A sequence of records:
---
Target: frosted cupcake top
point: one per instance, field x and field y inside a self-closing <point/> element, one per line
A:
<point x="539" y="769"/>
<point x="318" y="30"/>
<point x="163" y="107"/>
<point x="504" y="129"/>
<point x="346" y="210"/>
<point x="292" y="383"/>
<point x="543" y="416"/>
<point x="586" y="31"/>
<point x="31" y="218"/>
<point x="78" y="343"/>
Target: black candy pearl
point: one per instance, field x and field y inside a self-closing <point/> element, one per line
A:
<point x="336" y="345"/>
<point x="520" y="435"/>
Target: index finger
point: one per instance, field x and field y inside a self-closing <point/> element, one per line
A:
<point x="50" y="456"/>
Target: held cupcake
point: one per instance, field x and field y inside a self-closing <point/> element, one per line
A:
---
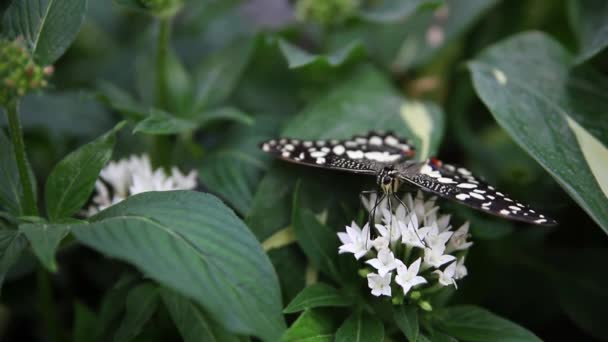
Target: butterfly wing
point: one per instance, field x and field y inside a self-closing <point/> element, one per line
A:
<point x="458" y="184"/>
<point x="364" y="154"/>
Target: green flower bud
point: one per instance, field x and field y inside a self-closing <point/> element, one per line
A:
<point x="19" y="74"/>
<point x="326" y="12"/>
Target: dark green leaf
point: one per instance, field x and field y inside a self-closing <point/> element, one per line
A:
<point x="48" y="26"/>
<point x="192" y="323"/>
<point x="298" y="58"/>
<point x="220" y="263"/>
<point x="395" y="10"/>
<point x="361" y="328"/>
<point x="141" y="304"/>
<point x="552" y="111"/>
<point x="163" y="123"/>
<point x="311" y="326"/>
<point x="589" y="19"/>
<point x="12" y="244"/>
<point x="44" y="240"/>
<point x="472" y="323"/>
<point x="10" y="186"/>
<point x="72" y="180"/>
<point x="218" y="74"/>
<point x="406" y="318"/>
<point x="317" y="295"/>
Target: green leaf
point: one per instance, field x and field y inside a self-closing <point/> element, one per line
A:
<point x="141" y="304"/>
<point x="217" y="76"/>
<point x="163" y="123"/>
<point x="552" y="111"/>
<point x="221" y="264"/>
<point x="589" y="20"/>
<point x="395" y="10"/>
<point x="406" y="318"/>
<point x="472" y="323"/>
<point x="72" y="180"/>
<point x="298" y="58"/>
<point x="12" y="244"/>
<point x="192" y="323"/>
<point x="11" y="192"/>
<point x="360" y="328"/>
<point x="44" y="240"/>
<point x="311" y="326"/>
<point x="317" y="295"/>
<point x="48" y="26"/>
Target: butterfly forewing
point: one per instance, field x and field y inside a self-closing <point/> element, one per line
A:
---
What the task requires: Extract each line of the records above that contains the word "leaf", copying every such line in full.

Response below:
Target: dark green leaf
Target: green leaf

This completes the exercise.